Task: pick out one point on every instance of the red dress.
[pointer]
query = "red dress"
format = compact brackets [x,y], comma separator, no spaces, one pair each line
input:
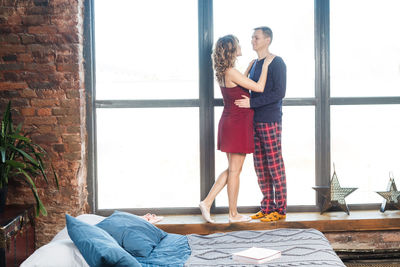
[235,129]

----------

→ TO DO
Reproduce each line of the entries above verbatim, omitting the picture.

→ EXERCISE SOLUTION
Task: pick out one point on every instance of the red dress.
[pointer]
query = "red dress"
format = compact brackets [x,y], comma separator, no spaces, one pair each line
input:
[235,129]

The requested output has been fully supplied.